◆ 課題
本文抜粋の「2024年末、いつも仕事でお」で始まり「投票機能を使って、クイズにしてみました。」まで続く部分を、「忘年会」を「新年会」に差し替えて更新した形で書き直してください。

2024年末、いつも仕事でお世話になっているLAPRAS株式会社 のオンライン忘年会に参加しました。

そこで余興の一つとして某テレビ番組の格付けチェックのようなものを行うことになり、
その音楽の問題の作成をしました。

作成にかかった時間: 約2時間

問題: 本当のショパンはどっち???

その内容の反響がよかったので、先日Xに投稿し、
投票機能を使って、クイズにしてみました。

正解はこちら

余談: 芸大作曲科について

クイズについてはプロの音楽家でも半々に割れるぐらい、結構リアルに作れたとは思っています🙌
(Xの投票も200投票中60:40ぐらいに割れていました)

で、なんでこんな問題をうまく作れるのかというと、実は私(余湖)は東京芸術大学作曲科の出身で、実は受験時代に沢山こういった既存作曲家の楽曲分析スタイル模倣を行なってきたからなのでした。

「芸大作曲科ってどういうところなの?」とよく聞かれるのですが、
ざっくりいうと

  • 大先輩に瀧廉太郎や坂本龍一がいる
  • 入試はセンター試験 + 4次試験まである(試験時間の合計がだいたい30時間ぐらい?)
  • 入試合格する時点でほとんどの実践的なスキルは身についてしまうので、学校に入ってから習うことは実はほとんどない

というような感じのところです。

特に入試に関しては、「高校生にそれやらせる?」というレベルで困難極まりない内容なので、簡単にどんな内容か紹介しておこうと思います。

まず、作曲科の入試は全試験共通して、ピアノや音の鳴るものは一切禁止です。
試験会場は普通のセンター試験のような教室に空の五線譜がいっぱい用意されていて、使えるのは鉛筆・消しゴム・定規だけ、試験時間ずっと全員無言で「カリカリカリカリカリカリ」と楽譜を書いている超・異常空間です🤦

1-4次試験までの内容をざっくりいうと

1次試験

和声(コード)の試験。
バス課題/ソプラノ課題に分かれていて合計6時間ぐらい。

2次試験

対位法(メロディとメロディを重ねる技術)の試験。
自分の年はフーガを書く試験で、5時間ぐらい。

3次試験

自由作曲(完全に自由ではない)。
簡単なモチーフが与えられてそれに基づいてソナタをだいたいみんな書く。
8時間ぐらい。

4次試験

ピアノの試験、聴音(弾かれた音を楽譜に書き取る)、新曲視唱(楽譜に書かれた音を初見で歌う)、楽典(音楽の基礎知識)、面接など。
待っている時間なども結構あり、なんだかんだでほぼ丸一日かかったような記憶…

というような感じです。

実際の過去問: https://admissions.geidai.ac.jp/data/past-exams/music/2023-2/

作曲って感性じゃないの?

◆ 提供データ
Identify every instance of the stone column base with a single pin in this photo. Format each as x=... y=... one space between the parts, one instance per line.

◆ 解答
2024年末、いつも仕事でお世話になっているLAPRAS株式会社 のオンライン新年会に参加しました。

そこで余興の一つとして某テレビ番組の格付けチェックのようなものを行うことになり、
その音楽の問題の作成をしました。

作成にかかった時間: 約2時間

問題: 本当のショパンはどっち???

その内容の反響がよかったので、先日Xに投稿し、
投票機能を使って、クイズにしてみました。